• **GOAL**
Lay out the entries, from the line containing "Annotation task — locate each instance of the area" through the end of the entries, inclusive, as a two-column CSV with the headers entry and answer. Use one row per entry, put each field in quotation marks, and turn any line breaks within a field into spaces.
:::::
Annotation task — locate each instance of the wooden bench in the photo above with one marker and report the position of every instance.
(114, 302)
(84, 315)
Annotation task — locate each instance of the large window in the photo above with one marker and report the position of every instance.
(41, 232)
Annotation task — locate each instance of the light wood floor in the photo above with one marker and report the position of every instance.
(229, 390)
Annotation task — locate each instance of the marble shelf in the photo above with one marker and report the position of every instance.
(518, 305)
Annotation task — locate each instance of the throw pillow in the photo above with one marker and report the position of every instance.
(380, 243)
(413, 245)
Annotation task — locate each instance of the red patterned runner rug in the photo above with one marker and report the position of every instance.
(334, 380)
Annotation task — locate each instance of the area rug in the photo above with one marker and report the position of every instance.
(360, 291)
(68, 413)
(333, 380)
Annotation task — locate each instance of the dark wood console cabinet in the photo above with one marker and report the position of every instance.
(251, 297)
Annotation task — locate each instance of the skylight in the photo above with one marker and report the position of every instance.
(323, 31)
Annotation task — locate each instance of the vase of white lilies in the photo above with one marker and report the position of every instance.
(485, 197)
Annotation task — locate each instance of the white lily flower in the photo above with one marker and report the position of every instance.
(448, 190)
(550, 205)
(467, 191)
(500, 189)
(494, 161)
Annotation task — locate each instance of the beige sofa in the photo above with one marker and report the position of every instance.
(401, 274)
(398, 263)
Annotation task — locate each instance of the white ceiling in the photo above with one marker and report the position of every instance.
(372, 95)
:::::
• **WORKED SOLUTION**
entry,answer
"Annotation task — locate each instance of the area rug in the photo above with one marker and report the position of every instance.","(360, 291) (68, 413) (333, 380)"
"Annotation task — locate each instance of the dark wood console cabinet in the photo above with one marker and report the position of every instance.","(251, 297)"
"Annotation task — locate each instance of the skylight in the photo above with one marker and report the position of every instance.","(323, 31)"
"Annotation task — locate each instance of the vase of white lilies in the photo above with one marker and report the position of every instance.","(485, 197)"
"Annotation task — locate each instance of the white lily flower in the photo above with one marker and report the position of every instance.","(448, 190) (550, 205) (467, 191) (500, 189) (494, 161)"
"Annotation task — locate each instance of the beige sofa in the photo above with one marker and report the position of every instance.","(401, 274) (398, 263)"
"Annotation task — locate each instance of the white ceiling in the photo above with one marker and report the position of every instance.","(372, 95)"